→ Exercise aim: Arrange all of the material below as a numbered list, leaving out any blank lines.

# The records start

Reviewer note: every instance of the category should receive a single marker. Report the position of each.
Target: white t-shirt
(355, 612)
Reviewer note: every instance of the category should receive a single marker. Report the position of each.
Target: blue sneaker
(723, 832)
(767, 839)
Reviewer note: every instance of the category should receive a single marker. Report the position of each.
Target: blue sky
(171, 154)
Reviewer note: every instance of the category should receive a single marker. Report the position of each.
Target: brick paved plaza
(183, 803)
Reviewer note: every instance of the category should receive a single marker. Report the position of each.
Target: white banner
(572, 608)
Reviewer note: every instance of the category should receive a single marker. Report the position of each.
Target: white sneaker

# The records end

→ Answer:
1. Reviewer note: every instance of the category should receive a single marker. Report the position of each.
2. Target: white t-shirt
3. (355, 612)
4. Reviewer note: every instance of the category should receive a single marker. Report the position of each.
5. Target: blue sneaker
6. (723, 832)
7. (767, 839)
8. Reviewer note: every instance of the category should receive a single marker. Report the position of each.
9. Target: blue sky
10. (171, 154)
11. Reviewer note: every instance of the category should receive a single marker. Report the position of each.
12. Target: brick paved plaza
13. (183, 803)
14. Reviewer note: every instance of the category should receive a single marker. Report the position of each.
15. Target: white banner
16. (572, 608)
17. Reviewer note: every instance of the category should receive a single marker. Report the position of each.
18. Target: white sneaker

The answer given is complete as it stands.